**Work to be completed:** Pull out each line of the material below that contains the string "crate", treating uppercase and lowercase as different.

[Point annotation records]
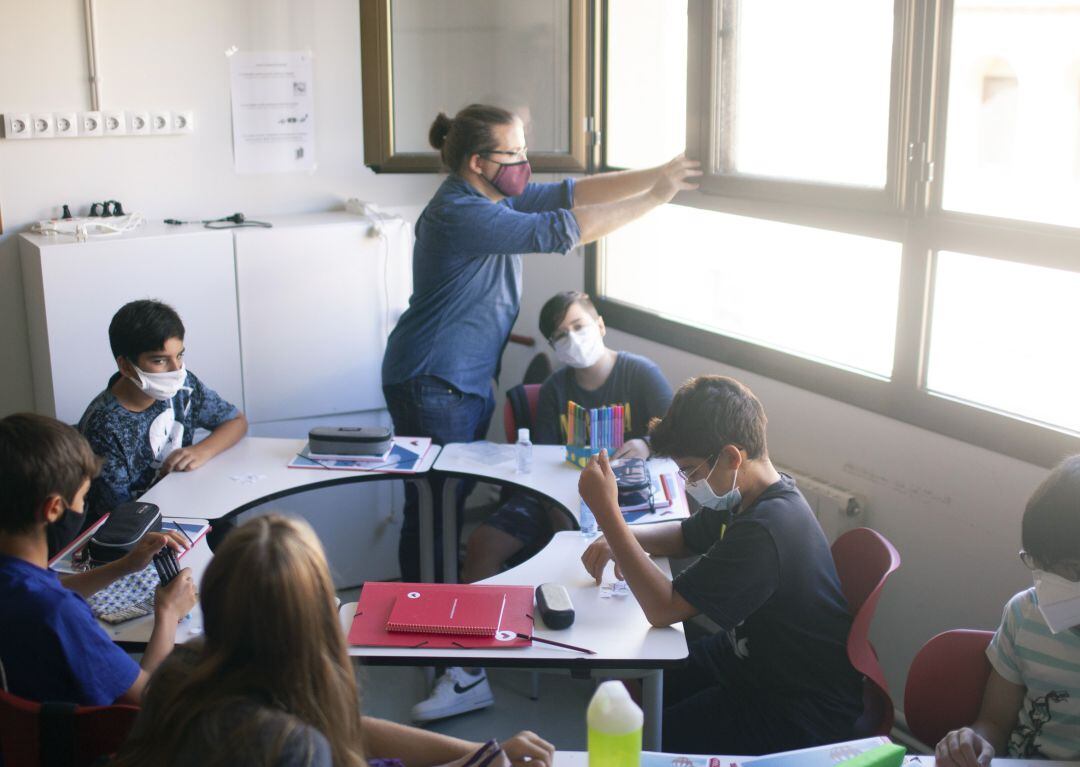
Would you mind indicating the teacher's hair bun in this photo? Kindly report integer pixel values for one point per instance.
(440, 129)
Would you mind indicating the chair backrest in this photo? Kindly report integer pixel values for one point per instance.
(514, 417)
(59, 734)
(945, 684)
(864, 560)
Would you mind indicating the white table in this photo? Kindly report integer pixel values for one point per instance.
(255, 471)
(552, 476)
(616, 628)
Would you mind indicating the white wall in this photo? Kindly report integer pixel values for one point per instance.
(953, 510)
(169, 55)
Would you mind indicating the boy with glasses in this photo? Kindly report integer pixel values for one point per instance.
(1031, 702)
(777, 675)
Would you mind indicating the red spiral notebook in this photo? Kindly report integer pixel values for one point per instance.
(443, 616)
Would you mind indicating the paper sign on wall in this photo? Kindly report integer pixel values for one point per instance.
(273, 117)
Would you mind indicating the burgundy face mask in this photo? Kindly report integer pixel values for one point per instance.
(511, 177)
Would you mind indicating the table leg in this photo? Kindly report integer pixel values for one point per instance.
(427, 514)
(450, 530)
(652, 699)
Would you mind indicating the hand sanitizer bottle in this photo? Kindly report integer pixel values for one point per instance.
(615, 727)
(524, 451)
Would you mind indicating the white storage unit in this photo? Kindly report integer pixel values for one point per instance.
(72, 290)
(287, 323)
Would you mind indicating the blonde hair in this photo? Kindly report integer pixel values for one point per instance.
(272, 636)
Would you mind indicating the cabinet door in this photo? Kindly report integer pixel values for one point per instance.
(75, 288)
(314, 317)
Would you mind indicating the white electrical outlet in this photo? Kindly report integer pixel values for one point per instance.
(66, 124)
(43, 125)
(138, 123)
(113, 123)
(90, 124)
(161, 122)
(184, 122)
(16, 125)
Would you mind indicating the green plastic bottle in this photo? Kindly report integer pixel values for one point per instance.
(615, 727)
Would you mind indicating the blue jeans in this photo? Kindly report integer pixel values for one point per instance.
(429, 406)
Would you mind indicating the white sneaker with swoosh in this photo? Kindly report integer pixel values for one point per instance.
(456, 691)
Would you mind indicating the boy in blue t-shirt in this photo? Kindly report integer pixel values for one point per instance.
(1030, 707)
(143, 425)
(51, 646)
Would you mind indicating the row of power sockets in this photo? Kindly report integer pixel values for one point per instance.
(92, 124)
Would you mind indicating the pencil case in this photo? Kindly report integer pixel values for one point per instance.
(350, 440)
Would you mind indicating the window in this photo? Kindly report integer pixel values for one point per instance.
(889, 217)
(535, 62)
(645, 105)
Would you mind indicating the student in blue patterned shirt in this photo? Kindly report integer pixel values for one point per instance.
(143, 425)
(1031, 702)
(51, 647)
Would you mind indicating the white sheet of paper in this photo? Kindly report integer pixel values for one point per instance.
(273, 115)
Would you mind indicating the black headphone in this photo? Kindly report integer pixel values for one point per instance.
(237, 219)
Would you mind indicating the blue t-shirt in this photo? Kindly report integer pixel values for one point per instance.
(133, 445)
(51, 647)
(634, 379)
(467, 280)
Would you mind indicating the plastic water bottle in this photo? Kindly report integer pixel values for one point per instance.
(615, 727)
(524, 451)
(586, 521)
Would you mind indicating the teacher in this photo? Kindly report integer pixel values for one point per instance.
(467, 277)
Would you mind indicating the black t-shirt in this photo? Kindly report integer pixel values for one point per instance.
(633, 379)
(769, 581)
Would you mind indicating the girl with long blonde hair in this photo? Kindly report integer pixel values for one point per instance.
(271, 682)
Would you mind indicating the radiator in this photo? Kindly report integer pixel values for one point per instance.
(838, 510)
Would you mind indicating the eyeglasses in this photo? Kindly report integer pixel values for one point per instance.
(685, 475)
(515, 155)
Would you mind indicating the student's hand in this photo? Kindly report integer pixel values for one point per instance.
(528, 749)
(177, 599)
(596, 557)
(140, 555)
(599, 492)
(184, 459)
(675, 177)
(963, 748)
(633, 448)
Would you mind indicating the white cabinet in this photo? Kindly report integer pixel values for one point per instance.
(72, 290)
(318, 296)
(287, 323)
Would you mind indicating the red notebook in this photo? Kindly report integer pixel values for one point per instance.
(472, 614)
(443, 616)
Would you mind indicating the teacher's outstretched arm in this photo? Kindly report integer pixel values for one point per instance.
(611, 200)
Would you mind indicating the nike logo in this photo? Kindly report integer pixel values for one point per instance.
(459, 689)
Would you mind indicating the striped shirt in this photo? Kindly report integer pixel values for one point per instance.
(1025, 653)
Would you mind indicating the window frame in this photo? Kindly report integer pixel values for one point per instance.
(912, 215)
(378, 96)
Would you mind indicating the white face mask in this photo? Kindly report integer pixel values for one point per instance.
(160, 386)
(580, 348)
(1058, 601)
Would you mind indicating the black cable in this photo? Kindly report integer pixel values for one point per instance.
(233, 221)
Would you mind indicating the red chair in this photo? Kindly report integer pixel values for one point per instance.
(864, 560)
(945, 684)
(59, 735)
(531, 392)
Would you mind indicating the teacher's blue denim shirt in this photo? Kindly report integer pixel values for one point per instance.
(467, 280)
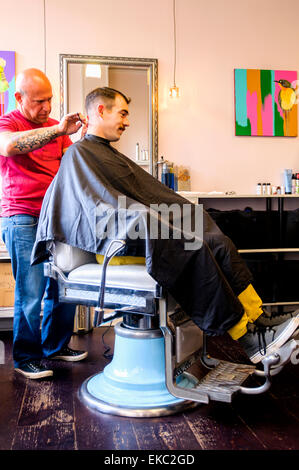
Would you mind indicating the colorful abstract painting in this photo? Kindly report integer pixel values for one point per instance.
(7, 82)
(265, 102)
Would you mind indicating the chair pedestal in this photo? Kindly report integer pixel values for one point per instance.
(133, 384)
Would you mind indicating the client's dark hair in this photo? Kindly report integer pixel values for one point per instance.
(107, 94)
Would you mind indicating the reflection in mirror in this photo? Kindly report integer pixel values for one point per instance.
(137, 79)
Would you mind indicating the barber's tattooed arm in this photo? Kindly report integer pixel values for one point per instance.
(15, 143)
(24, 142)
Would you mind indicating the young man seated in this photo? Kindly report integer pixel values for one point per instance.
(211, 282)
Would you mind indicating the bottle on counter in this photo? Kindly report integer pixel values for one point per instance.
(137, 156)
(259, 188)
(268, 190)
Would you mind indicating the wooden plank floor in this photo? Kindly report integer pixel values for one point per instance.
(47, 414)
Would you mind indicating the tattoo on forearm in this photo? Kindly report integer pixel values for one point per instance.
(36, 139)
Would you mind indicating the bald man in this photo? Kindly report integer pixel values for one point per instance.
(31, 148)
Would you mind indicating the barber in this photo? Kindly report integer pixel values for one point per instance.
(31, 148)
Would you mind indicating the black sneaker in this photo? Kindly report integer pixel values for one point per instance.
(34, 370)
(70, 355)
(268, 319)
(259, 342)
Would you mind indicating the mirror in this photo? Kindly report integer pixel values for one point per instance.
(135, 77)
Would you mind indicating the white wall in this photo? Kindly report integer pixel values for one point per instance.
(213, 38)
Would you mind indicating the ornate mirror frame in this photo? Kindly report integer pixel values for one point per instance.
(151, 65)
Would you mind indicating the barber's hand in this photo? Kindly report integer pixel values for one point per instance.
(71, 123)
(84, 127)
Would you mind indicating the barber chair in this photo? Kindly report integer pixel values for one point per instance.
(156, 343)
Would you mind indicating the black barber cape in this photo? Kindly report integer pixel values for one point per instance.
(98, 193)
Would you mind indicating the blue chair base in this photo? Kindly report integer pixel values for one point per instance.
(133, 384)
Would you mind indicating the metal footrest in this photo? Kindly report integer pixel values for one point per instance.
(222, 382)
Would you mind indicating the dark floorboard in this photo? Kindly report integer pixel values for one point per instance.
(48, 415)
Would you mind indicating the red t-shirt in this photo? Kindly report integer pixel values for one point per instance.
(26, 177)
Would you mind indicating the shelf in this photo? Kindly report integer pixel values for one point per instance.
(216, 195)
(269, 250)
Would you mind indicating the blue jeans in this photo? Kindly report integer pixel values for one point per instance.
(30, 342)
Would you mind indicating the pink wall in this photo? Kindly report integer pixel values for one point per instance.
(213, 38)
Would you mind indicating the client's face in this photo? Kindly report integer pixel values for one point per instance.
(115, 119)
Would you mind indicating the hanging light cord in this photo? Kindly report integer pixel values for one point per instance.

--

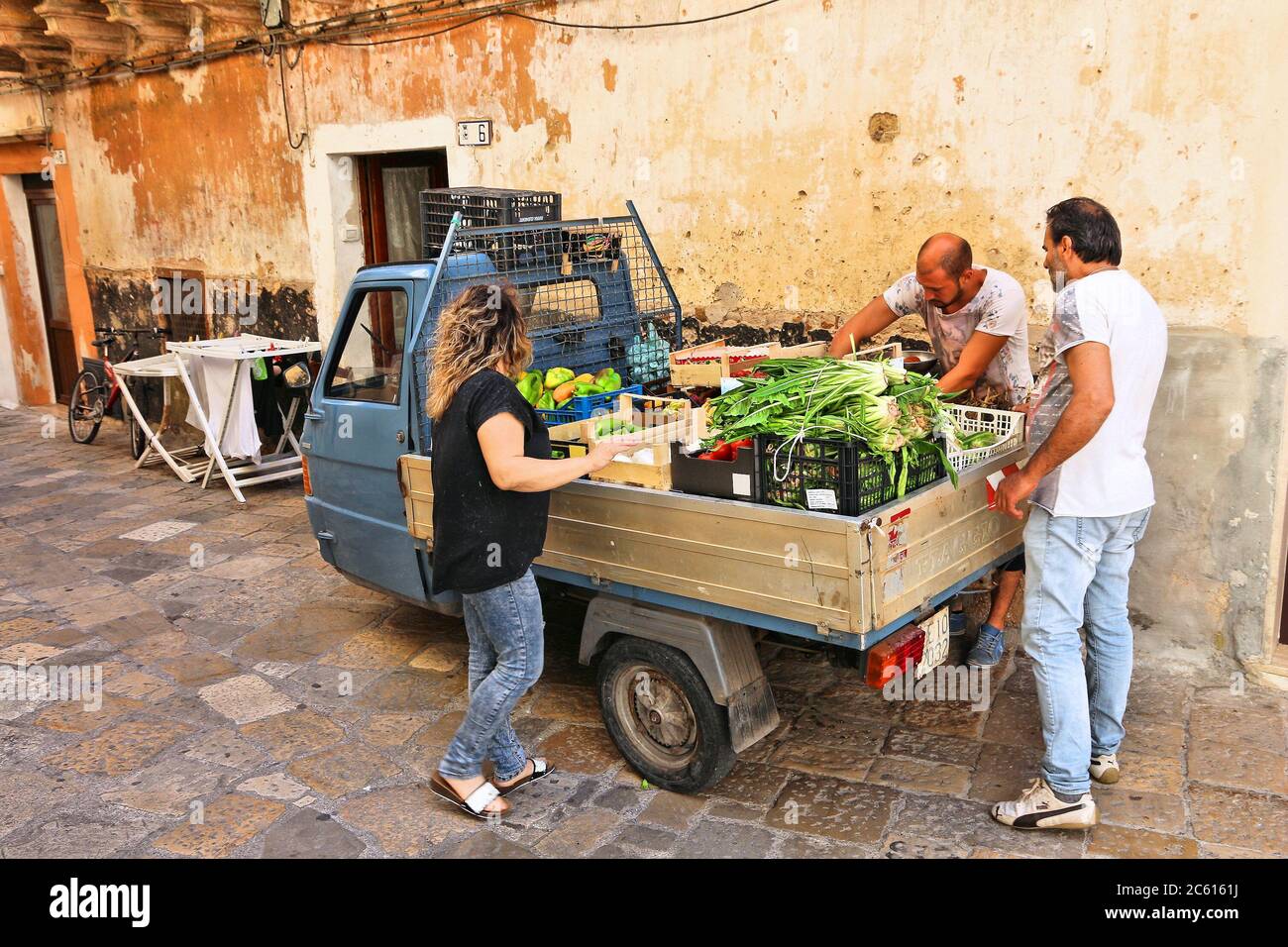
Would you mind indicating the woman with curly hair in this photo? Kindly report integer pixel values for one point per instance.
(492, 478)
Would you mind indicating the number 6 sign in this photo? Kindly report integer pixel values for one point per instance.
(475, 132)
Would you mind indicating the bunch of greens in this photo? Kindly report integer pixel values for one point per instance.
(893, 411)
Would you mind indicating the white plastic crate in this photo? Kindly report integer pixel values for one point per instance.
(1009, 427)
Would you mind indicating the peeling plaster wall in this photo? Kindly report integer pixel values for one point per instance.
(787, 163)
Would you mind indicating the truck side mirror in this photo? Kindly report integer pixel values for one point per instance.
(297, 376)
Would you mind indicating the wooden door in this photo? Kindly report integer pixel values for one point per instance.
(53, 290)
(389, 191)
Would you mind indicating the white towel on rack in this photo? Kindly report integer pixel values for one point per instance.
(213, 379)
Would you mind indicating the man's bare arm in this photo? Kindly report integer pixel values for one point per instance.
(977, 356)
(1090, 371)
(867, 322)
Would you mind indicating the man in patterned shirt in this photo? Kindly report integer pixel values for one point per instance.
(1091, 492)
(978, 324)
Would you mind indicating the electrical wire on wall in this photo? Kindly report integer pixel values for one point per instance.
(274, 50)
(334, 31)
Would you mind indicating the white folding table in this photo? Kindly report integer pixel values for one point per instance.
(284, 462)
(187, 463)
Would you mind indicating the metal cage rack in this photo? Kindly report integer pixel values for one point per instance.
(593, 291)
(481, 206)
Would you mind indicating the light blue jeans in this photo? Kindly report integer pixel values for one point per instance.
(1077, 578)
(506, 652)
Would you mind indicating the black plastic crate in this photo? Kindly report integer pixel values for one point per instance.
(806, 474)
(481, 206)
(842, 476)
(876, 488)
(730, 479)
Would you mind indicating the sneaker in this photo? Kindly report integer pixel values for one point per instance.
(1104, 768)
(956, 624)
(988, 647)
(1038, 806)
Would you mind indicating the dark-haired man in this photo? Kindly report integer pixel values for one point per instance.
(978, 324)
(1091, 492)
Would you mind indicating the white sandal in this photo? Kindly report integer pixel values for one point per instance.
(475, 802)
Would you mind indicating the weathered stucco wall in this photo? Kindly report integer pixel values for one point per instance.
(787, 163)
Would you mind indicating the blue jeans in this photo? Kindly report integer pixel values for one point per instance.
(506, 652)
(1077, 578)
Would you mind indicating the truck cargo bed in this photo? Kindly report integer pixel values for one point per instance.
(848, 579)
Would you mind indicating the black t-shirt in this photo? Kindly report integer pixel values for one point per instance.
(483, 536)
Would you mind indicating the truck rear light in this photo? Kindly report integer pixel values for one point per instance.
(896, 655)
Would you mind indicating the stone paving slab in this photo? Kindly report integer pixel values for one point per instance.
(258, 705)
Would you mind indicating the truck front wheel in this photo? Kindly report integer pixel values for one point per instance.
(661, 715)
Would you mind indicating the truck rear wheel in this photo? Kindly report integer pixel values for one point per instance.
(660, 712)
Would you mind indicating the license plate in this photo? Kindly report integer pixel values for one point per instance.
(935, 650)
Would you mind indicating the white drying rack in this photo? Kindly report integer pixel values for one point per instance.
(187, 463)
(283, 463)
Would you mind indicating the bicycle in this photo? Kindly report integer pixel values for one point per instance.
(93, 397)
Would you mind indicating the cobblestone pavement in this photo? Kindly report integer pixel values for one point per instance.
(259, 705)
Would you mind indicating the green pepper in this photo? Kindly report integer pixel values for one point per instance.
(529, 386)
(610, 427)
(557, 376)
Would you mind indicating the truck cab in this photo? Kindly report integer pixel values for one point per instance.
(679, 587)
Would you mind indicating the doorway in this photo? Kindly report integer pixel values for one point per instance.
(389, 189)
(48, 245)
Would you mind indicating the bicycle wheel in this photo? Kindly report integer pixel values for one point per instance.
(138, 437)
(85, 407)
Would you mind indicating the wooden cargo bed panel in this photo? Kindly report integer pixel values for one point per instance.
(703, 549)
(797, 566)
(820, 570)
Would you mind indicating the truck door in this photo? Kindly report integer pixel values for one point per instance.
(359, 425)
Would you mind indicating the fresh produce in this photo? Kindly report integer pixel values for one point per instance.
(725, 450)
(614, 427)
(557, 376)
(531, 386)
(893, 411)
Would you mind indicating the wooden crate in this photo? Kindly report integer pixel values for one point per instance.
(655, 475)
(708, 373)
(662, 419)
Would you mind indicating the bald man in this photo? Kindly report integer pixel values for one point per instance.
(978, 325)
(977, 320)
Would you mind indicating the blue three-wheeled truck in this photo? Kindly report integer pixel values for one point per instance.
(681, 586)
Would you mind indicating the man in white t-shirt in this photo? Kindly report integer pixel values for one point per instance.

--

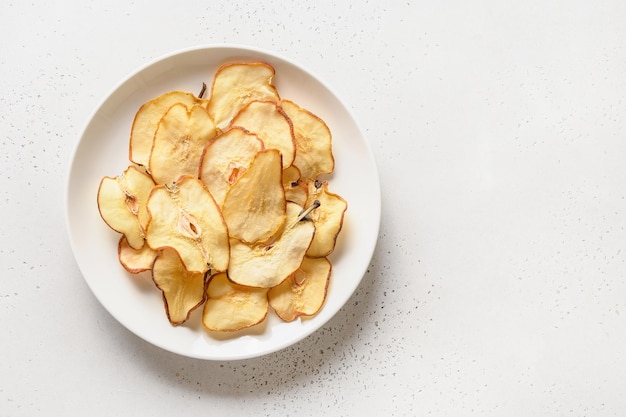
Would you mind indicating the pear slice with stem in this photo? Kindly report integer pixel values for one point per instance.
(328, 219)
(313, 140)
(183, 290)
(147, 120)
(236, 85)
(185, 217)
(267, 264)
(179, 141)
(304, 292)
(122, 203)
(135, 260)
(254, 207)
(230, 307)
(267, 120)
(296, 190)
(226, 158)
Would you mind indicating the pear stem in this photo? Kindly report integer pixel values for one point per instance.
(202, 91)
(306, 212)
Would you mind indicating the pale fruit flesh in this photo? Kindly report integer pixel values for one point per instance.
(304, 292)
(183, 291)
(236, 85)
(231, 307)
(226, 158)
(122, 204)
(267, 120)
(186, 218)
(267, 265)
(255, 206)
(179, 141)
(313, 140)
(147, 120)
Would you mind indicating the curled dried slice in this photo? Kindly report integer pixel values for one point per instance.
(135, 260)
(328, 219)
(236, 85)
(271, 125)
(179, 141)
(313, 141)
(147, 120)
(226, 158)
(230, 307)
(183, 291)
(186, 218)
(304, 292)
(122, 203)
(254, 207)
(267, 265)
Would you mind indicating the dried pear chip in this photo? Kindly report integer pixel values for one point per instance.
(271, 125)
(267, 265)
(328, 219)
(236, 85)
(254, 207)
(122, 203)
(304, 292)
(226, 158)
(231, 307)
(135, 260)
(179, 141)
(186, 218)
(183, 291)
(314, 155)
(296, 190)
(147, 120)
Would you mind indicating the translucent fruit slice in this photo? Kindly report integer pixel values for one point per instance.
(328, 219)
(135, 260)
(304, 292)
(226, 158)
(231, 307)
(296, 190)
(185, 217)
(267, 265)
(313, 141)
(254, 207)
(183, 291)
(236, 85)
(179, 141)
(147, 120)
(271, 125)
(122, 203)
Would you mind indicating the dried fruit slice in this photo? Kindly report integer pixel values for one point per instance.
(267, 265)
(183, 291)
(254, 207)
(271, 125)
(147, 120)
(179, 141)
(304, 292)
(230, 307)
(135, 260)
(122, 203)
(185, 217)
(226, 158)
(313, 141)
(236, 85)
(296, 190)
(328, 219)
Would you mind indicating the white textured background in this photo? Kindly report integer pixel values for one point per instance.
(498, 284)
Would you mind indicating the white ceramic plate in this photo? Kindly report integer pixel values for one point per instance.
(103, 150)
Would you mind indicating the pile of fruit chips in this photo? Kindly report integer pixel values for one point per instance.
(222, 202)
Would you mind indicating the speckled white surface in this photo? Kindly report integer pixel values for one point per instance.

**Task response:**
Would you mind indicating the white plastic crate in this photo? Kindly report integer pixel values for one point per instance.
Would you mind indicating the black plastic crate in this photo? Kindly report integer pixel values for one point per instance.
Would you mind indicating the wooden crate in this photo? Kindly report integer pixel values for one point per instance.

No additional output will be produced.